▶ _Task brief_
The output should consist solely of the line containing "Place one point on every instance of the shrub." and the lines that follow it through the end of the data below.

▶ _Stored rows_
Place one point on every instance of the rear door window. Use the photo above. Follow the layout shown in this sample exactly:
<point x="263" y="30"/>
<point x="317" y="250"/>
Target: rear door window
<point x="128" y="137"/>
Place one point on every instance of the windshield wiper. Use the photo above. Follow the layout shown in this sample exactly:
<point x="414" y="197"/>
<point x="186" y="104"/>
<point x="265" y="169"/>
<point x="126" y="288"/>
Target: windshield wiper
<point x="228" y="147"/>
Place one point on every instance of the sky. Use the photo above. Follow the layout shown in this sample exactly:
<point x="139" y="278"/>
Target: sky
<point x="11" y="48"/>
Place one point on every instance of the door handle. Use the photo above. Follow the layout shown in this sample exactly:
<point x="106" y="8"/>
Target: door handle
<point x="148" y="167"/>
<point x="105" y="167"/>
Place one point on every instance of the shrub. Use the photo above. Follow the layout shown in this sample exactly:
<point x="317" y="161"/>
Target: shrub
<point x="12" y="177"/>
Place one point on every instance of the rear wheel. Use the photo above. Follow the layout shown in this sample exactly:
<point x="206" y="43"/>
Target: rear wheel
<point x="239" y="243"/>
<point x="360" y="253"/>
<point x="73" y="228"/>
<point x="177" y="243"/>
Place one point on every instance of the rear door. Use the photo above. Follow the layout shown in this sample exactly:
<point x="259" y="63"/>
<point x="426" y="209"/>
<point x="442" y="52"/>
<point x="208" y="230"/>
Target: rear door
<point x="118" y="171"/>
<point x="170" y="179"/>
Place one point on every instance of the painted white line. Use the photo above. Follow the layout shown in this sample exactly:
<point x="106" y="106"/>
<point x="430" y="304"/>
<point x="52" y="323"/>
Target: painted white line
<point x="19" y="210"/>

▶ _Task response_
Place one point on every instance of the shrub. Use the photo above. Follow the layout shown in this sample exactly:
<point x="317" y="161"/>
Target: shrub
<point x="12" y="177"/>
Place one point on every instance of the rear wheel. Use the photo above. Follow the layout shown in this sample exactly:
<point x="206" y="43"/>
Target: rear wheel
<point x="239" y="243"/>
<point x="360" y="253"/>
<point x="73" y="228"/>
<point x="177" y="243"/>
Place one point on every instance of the rear door. Use the photo above. Follow the layout shown in this sample exactly:
<point x="259" y="63"/>
<point x="426" y="209"/>
<point x="442" y="52"/>
<point x="208" y="230"/>
Target: rear door
<point x="118" y="171"/>
<point x="170" y="179"/>
Place one point on every instance of the painted white line. Use the photo above. Follow the layout shown in this sample exactly:
<point x="106" y="106"/>
<point x="430" y="304"/>
<point x="52" y="323"/>
Target: painted white line
<point x="19" y="210"/>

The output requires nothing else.